Once you find the line with "as (126, 420)." in the data that follows, repeat it and every line after it exactly, through the line with "as (18, 147).".

### [Supplied information]
:::
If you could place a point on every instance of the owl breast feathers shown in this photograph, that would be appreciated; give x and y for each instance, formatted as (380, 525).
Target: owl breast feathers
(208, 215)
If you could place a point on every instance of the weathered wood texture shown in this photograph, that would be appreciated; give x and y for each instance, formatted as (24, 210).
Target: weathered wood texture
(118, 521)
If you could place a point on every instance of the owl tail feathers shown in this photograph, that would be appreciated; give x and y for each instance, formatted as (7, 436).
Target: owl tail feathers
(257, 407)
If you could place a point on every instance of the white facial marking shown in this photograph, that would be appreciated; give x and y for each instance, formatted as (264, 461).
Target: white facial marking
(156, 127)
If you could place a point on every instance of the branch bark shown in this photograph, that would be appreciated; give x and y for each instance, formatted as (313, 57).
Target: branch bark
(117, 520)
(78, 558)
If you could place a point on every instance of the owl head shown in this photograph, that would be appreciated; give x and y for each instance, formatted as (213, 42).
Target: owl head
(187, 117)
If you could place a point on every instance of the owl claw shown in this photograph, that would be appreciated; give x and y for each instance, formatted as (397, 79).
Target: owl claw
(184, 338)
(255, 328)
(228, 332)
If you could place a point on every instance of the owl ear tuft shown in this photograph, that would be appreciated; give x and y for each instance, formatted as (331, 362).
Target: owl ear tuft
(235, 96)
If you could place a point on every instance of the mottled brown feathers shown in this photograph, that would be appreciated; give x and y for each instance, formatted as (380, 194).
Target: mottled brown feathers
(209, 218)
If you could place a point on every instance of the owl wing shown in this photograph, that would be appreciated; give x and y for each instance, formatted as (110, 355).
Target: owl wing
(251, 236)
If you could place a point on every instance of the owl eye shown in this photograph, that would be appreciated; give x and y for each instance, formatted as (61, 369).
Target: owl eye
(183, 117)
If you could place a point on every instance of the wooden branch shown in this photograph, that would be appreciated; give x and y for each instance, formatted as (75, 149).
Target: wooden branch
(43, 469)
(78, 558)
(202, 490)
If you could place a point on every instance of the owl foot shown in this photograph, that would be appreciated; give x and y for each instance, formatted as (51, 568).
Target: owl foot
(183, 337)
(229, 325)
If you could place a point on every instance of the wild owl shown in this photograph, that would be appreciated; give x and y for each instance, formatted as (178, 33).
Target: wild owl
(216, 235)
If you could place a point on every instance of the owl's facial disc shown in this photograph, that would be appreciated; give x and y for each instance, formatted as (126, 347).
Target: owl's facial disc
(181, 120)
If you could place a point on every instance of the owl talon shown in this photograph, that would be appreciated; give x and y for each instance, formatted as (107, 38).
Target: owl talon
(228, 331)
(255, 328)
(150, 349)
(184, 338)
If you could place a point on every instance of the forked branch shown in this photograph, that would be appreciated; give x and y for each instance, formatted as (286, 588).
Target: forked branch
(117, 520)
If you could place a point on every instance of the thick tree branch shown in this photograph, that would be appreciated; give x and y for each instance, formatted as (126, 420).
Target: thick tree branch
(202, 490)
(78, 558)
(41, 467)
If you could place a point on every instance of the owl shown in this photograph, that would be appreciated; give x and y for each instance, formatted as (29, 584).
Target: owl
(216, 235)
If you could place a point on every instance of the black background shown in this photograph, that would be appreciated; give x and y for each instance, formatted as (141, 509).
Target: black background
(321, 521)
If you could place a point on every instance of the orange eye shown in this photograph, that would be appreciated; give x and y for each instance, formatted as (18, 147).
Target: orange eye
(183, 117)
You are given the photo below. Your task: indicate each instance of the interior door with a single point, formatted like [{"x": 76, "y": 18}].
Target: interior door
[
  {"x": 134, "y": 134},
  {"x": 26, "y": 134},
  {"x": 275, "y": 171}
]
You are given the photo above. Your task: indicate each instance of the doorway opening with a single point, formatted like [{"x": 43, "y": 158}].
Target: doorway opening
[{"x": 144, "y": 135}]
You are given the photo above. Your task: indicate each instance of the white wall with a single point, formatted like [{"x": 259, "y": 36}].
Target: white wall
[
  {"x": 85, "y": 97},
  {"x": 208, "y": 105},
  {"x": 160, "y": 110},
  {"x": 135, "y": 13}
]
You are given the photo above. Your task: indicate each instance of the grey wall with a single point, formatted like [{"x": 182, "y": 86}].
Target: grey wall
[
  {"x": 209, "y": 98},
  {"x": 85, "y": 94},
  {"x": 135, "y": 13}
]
:::
### [Answer section]
If you could place a point on every instance of the thick tree branch shown in this photograph, that would be appreciated; give x and y for each instance, formatted as (126, 420).
Target: thick tree branch
(202, 490)
(78, 558)
(41, 467)
If you could place a point on every instance of the owl shown in this photograph, that would be appreciated; give x and y for each instance, formatted as (29, 584).
Target: owl
(216, 235)
If you could place a point on every instance of the black background shown in this photograph, that would be appreciated; give x and y for each instance, formatted as (141, 509).
Target: black background
(321, 521)
If you could place a point on every instance of the orange eye shown in this photograph, that would be appreciated; give x and y for each instance, formatted as (18, 147).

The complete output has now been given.